___ Raw data

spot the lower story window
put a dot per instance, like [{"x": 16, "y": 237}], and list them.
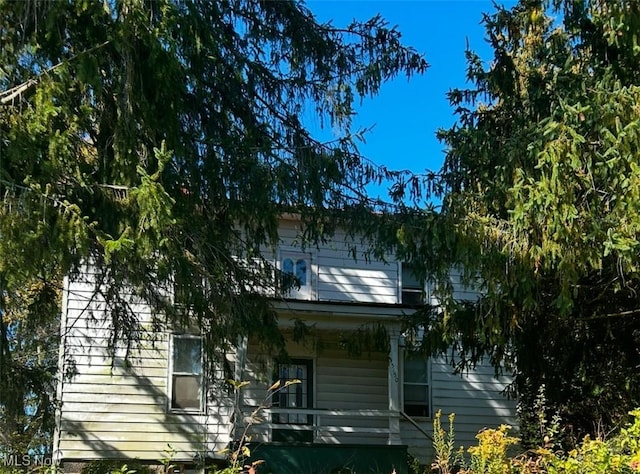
[
  {"x": 295, "y": 395},
  {"x": 186, "y": 372},
  {"x": 417, "y": 393}
]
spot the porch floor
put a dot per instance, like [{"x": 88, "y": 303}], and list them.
[{"x": 313, "y": 458}]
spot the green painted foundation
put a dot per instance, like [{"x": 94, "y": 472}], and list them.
[{"x": 303, "y": 458}]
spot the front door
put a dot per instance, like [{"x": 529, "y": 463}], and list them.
[{"x": 297, "y": 395}]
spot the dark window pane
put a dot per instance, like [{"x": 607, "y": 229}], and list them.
[
  {"x": 301, "y": 272},
  {"x": 187, "y": 355},
  {"x": 186, "y": 392}
]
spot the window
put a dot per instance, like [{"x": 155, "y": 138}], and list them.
[
  {"x": 416, "y": 390},
  {"x": 412, "y": 287},
  {"x": 186, "y": 372},
  {"x": 298, "y": 265},
  {"x": 299, "y": 395}
]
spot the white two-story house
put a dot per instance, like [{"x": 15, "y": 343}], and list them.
[{"x": 363, "y": 412}]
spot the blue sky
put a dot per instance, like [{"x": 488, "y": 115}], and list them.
[{"x": 407, "y": 114}]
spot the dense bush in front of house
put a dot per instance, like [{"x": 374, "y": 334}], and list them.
[{"x": 496, "y": 453}]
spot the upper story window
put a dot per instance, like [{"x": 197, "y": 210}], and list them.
[
  {"x": 416, "y": 386},
  {"x": 298, "y": 265},
  {"x": 186, "y": 372},
  {"x": 412, "y": 286}
]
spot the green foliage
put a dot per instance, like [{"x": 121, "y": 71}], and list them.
[
  {"x": 540, "y": 195},
  {"x": 446, "y": 460},
  {"x": 619, "y": 454},
  {"x": 104, "y": 466},
  {"x": 161, "y": 141}
]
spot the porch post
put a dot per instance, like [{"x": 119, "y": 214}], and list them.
[
  {"x": 238, "y": 398},
  {"x": 394, "y": 391}
]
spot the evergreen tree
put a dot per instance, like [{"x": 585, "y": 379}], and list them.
[
  {"x": 157, "y": 141},
  {"x": 540, "y": 200}
]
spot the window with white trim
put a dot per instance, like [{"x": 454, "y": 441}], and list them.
[
  {"x": 298, "y": 265},
  {"x": 416, "y": 386},
  {"x": 412, "y": 287},
  {"x": 186, "y": 373},
  {"x": 295, "y": 395}
]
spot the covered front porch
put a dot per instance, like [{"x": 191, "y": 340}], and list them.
[{"x": 331, "y": 410}]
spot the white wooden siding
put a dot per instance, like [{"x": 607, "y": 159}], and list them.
[
  {"x": 119, "y": 410},
  {"x": 113, "y": 409},
  {"x": 340, "y": 277},
  {"x": 339, "y": 382},
  {"x": 475, "y": 397}
]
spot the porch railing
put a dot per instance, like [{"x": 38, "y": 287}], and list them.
[{"x": 325, "y": 421}]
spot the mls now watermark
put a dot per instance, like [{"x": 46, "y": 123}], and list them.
[{"x": 28, "y": 460}]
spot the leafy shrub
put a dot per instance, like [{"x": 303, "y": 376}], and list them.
[
  {"x": 104, "y": 466},
  {"x": 618, "y": 455}
]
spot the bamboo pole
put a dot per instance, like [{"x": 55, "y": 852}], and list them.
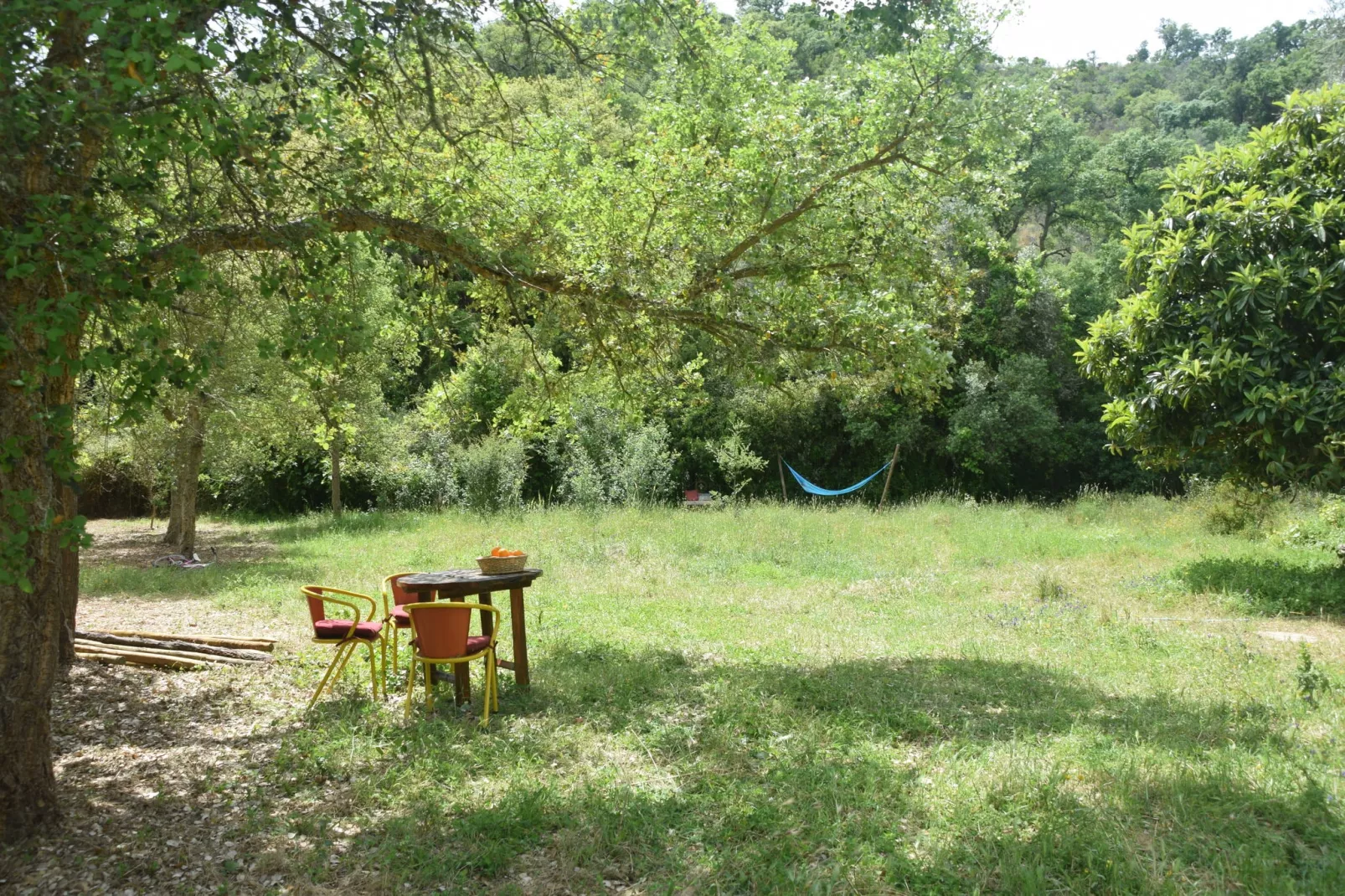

______

Retype, word for word, only the lines from the line with "spot the porch railing" to the final line of the listing above; the pictures do not belong in the copy.

spot the porch railing
put a dot per instance, like [{"x": 38, "y": 287}], and list them.
[{"x": 325, "y": 421}]
spot the mls now watermark
put a dot per instance, like [{"x": 46, "y": 123}], and list them.
[{"x": 28, "y": 460}]
spot the leafy shrub
put a dot per instance, like [{"x": 303, "y": 376}], and list them.
[
  {"x": 104, "y": 466},
  {"x": 618, "y": 455}
]
spot the bamboo pole
put a dot per instance, like [{"x": 55, "y": 852}], and list them.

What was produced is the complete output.